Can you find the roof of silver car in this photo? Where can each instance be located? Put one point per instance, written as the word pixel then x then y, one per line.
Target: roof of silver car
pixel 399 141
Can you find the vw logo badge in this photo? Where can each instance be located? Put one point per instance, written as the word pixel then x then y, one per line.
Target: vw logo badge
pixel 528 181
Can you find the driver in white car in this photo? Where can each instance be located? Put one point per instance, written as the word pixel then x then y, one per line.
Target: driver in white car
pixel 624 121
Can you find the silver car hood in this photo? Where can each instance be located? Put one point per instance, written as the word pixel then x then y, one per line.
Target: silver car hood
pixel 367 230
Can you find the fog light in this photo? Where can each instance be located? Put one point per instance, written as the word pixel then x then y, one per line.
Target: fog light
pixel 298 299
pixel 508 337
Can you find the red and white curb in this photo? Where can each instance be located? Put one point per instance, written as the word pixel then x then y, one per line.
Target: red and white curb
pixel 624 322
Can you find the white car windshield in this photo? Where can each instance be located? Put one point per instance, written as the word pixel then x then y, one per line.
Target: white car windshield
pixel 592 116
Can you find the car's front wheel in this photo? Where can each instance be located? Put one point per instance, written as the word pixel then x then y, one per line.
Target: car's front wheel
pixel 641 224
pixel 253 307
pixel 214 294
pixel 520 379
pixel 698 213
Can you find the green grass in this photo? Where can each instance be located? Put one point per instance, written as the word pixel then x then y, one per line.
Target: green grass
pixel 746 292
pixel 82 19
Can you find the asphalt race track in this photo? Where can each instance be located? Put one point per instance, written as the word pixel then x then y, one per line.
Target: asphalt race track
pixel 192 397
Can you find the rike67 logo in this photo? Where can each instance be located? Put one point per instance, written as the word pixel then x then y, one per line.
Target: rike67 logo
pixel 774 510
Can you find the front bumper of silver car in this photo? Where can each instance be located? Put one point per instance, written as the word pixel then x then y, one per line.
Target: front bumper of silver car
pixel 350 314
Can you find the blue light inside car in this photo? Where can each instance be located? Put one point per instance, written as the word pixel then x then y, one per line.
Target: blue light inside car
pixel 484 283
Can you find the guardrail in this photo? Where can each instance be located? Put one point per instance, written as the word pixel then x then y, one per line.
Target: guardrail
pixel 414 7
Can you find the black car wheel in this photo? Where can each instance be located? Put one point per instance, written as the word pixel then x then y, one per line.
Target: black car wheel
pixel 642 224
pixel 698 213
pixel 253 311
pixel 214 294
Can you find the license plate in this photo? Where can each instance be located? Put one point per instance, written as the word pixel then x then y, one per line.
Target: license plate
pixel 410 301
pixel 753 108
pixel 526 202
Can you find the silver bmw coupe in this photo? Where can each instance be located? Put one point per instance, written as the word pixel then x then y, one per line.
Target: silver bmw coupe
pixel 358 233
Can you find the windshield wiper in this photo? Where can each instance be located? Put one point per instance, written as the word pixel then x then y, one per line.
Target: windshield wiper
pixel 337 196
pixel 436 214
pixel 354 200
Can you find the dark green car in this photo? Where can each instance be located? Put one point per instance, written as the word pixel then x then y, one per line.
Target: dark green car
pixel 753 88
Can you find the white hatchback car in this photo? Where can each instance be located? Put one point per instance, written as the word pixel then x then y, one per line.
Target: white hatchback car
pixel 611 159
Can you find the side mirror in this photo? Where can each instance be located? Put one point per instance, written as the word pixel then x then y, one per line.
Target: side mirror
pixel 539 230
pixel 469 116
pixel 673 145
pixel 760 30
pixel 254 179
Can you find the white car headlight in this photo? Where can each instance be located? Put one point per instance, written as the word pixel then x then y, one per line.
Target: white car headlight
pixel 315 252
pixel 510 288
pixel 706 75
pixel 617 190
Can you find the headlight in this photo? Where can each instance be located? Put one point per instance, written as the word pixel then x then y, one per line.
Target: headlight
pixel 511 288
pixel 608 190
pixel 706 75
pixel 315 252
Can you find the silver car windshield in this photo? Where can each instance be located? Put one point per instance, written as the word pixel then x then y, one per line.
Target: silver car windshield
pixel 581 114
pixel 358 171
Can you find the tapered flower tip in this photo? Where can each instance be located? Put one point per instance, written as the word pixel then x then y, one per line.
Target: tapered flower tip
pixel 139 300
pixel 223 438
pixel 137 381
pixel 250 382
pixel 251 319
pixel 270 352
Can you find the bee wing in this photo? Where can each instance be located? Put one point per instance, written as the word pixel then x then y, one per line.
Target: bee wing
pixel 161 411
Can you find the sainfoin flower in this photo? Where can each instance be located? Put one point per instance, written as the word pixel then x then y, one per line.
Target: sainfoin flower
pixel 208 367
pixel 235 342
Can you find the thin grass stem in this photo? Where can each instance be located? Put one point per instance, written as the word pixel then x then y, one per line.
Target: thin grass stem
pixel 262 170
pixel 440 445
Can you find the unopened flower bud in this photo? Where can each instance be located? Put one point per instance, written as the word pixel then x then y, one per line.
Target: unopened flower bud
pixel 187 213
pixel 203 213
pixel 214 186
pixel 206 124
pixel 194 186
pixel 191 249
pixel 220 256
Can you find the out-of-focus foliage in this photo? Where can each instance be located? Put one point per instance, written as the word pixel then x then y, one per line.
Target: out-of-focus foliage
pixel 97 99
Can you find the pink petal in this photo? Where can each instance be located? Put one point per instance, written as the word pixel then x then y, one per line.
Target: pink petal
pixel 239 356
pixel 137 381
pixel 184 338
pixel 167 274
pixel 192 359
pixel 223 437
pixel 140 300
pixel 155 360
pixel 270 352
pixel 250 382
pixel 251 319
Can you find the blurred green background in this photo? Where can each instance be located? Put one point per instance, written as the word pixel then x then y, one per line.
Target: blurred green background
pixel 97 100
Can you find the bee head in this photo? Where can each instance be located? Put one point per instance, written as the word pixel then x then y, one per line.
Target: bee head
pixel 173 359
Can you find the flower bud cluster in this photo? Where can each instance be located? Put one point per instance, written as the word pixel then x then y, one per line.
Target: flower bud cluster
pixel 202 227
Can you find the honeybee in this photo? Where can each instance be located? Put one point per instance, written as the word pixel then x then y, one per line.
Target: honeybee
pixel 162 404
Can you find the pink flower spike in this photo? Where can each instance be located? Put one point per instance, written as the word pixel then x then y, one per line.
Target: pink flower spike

- - - - - - -

Direction:
Convert all of the material above into a JSON list of strings, one string per line, leaving out any blank lines.

Answer to the problem:
[
  "Can you find the roof of silver car in this photo? Where can each instance be located? Put one point per instance, written as the word pixel then x then y, one per line.",
  "Target: roof of silver car",
  "pixel 399 141",
  "Can you find the vw logo badge in this photo? Where can each instance be located? Put one point per instance, written as the word pixel then x then y, one per line.",
  "Target: vw logo badge",
  "pixel 528 181",
  "Can you find the driver in white car in this photo? Where can each instance be located? Put one point per instance, written as the word pixel then x then y, one per line.",
  "Target: driver in white car",
  "pixel 624 121",
  "Can you find the silver car hood in this photo? Where can each instance be located? Put one point per instance, written as the word pixel then x then y, one per line.",
  "Target: silver car hood",
  "pixel 367 230",
  "Can you find the fog light in this photo? Where can each instance be located? Put one point per instance, written as the word pixel then x then y, one per line.",
  "Target: fog light",
  "pixel 298 299",
  "pixel 508 337",
  "Can you find the red and white curb in this photo? Where can each instance be located? Put one point per instance, written as the word pixel then x then y, one per line.",
  "Target: red and white curb",
  "pixel 624 322",
  "Can you find the white car windshield in this photo? Where can each instance be located? Put one point per instance, written as the word pixel then x then y, one per line.",
  "Target: white car windshield",
  "pixel 592 116",
  "Can you find the car's front wheel in this photo? Where can each instance be located? Put one point per instance, written as the word pixel then x then y, one per line.",
  "Target: car's front wheel",
  "pixel 641 224",
  "pixel 253 307",
  "pixel 214 294",
  "pixel 520 379",
  "pixel 698 213",
  "Can you find the green grass in this photo? Where can each instance be located? Put one point per instance, written as the word pixel then x then y, one per line.",
  "Target: green grass",
  "pixel 746 292",
  "pixel 82 19",
  "Can you find the asphalt race track in this photo? Where can each instance be located? Put one point per instance, written as the word pixel then x then y, one per line.",
  "Target: asphalt race track",
  "pixel 192 397",
  "Can you find the rike67 logo in this photo? Where can each instance be located? Put one point per instance, written as the word pixel then x then y, one per line.",
  "Target: rike67 logo",
  "pixel 774 510",
  "Can you find the front bumper of silver car in this photo? Where can each instance be located? Put one point per instance, written as the word pixel then x then y, one per line.",
  "Target: front bumper of silver car",
  "pixel 350 314",
  "Can you find the blue light inside car in this photo? Where can each instance be located? Put one point per instance, written as the word pixel then x then y, one per line.",
  "Target: blue light inside car",
  "pixel 484 283",
  "Can you find the guardrail in this photo? Where can each instance be located? Put one point per instance, written as the word pixel then x then y, one per line.",
  "Target: guardrail",
  "pixel 414 7",
  "Can you find the black car wheel in this photo? Where can each instance be located? Put one point per instance, written as the word pixel then x then y, one per line.",
  "Target: black car wheel",
  "pixel 642 224",
  "pixel 698 213",
  "pixel 253 311",
  "pixel 214 294",
  "Can you find the license plate in this photo? Where can each instance be located? Put one point per instance, written as the word pixel then x then y, one per line.",
  "Target: license plate",
  "pixel 410 301",
  "pixel 753 108",
  "pixel 526 202",
  "Can you find the silver bmw coupe in this photo? Where can each instance be located? Put one point per instance, written as the word pixel then x then y, one per line.",
  "Target: silver bmw coupe",
  "pixel 358 233",
  "Can you find the windshield wiper in this photo? Where can each instance be located? Put one point per instance, written as the word pixel then x then y, one per line.",
  "Target: windshield wiper",
  "pixel 337 196",
  "pixel 436 214",
  "pixel 354 200",
  "Can you find the dark green car in this photo? Where can each instance be located? Put one point per instance, written as the word pixel then x then y, one per line.",
  "Target: dark green car",
  "pixel 753 88",
  "Can you find the white hatchback car in this photo? Where can each instance be located? Put one point per instance, written as the word pixel then x then y, one per line.",
  "Target: white hatchback car",
  "pixel 611 159",
  "Can you find the side mirror in this photo? Where can each instance be located? Put one point per instance, written as the word pixel then x then y, one per line.",
  "Target: side mirror",
  "pixel 539 230",
  "pixel 469 116",
  "pixel 673 145",
  "pixel 760 30",
  "pixel 254 179",
  "Can you find the white car headlight in this photo? Where can each instance be located? Put one point per instance, written as the word pixel then x then y, one per line.",
  "Target: white car headlight",
  "pixel 315 252",
  "pixel 510 288",
  "pixel 706 75",
  "pixel 617 190",
  "Can you find the headlight in this photo? Where can each instance be located? Put one point per instance, written as the word pixel then x then y, one per line.",
  "Target: headlight",
  "pixel 511 288",
  "pixel 608 190",
  "pixel 706 75",
  "pixel 315 252",
  "Can you find the silver car windshield in this photo? Where can each instance be located? Put one point per instance, written as the word pixel then x then y, one per line.",
  "Target: silver car windshield",
  "pixel 581 114",
  "pixel 358 171",
  "Can you find the tapered flower tip in this photo? Where can each instance be located? Put one point per instance, written as the word pixel then x then y, one per line.",
  "Target: tapered flower tip",
  "pixel 139 300",
  "pixel 223 438",
  "pixel 137 381",
  "pixel 250 382",
  "pixel 251 319",
  "pixel 270 352",
  "Can you find the bee wing in this photo? Where can each instance be located? Put one point per instance, written as the word pixel then x then y, one per line.",
  "Target: bee wing",
  "pixel 161 411",
  "Can you find the sainfoin flower in this photo? Where can each instance be located? Put one point per instance, written as the word pixel then x then y, one per line.",
  "Target: sainfoin flower",
  "pixel 208 367",
  "pixel 235 342",
  "Can you find the thin grass stem in this photo? Where can each instance be located? Put one point per instance, written as the word pixel then x then y, one per line.",
  "Target: thin grass stem",
  "pixel 262 170",
  "pixel 440 445",
  "Can you find the unopened flower bud in this photo? Where can each instance be located? Put one point per instance, written as the word pixel then x then y, one per line.",
  "Target: unopened flower bud",
  "pixel 187 213",
  "pixel 203 213",
  "pixel 214 186",
  "pixel 206 124",
  "pixel 194 186",
  "pixel 191 249",
  "pixel 220 256",
  "Can you find the out-of-focus foliage in this photo? Where can each instance be located? Put one point per instance, written as the word pixel then x then y, one per line.",
  "Target: out-of-focus foliage",
  "pixel 97 99",
  "Can you find the pink petal in this photo? Where can each instance be located? Put one point per instance, written as the word pixel then x then y, one per line.",
  "Target: pink petal",
  "pixel 239 356",
  "pixel 137 381",
  "pixel 184 338",
  "pixel 167 274",
  "pixel 192 359",
  "pixel 223 437",
  "pixel 140 300",
  "pixel 155 360",
  "pixel 270 352",
  "pixel 250 382",
  "pixel 251 319",
  "Can you find the blurred green background in this photo? Where can each instance be located? Put one point per instance, written as the word pixel then x then y, one per line.",
  "Target: blurred green background",
  "pixel 97 100",
  "Can you find the bee head in this photo? Where can each instance be located? Put one point per instance, written as the word pixel then x then y, one per line.",
  "Target: bee head",
  "pixel 173 359",
  "Can you find the flower bud cluster in this photo? Where can each instance be located? Put one point per instance, written as the word pixel then x then y, one per line.",
  "Target: flower bud cluster",
  "pixel 202 227",
  "Can you find the honeybee in this photo? Where can each instance be located? Put one point per instance, written as the word pixel then x then y, one per line.",
  "Target: honeybee",
  "pixel 162 404",
  "Can you find the pink flower spike in this photo? Where can each instance be located? Put one point per instance, written as the word pixel then x then y, one per line.",
  "Target: pink flower spike"
]